| TASK INSTRUCTIONS |
All lines from the opening of the data to the line containing "Sample: <point>215,220</point>" must be returned unchanged, and only those lines.

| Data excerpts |
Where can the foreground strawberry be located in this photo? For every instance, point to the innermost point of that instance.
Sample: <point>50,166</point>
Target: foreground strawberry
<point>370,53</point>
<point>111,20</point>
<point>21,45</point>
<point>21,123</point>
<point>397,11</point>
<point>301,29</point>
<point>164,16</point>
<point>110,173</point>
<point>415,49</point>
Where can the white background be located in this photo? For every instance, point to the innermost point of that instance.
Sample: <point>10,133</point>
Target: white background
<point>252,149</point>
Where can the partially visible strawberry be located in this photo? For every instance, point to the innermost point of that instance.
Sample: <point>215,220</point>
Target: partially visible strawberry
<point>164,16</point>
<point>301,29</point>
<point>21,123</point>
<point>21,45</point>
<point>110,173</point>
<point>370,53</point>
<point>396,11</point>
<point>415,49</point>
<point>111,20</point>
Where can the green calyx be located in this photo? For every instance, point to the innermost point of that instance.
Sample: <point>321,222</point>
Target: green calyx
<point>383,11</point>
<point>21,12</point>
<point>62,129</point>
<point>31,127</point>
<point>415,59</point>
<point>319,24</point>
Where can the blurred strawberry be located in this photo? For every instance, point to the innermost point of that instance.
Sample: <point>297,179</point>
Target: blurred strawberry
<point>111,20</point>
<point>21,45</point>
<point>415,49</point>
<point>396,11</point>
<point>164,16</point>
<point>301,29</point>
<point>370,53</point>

| ANSWER TO THE PROBLEM |
Where can the foreground strawberry be located in this photo? For every instance, point to the innermost point of that instance.
Sample: <point>50,166</point>
Target: foreground strawberry
<point>370,53</point>
<point>111,20</point>
<point>21,45</point>
<point>21,123</point>
<point>397,11</point>
<point>301,29</point>
<point>164,16</point>
<point>110,173</point>
<point>415,49</point>
Where can the white background be located in this photo? For every instance, point to the innermost point of that instance.
Sample: <point>10,133</point>
Target: white background
<point>252,149</point>
Where can the partially visible strawberry be located in this photo? For every instance, point to the innermost point of that instance.
Sample: <point>215,220</point>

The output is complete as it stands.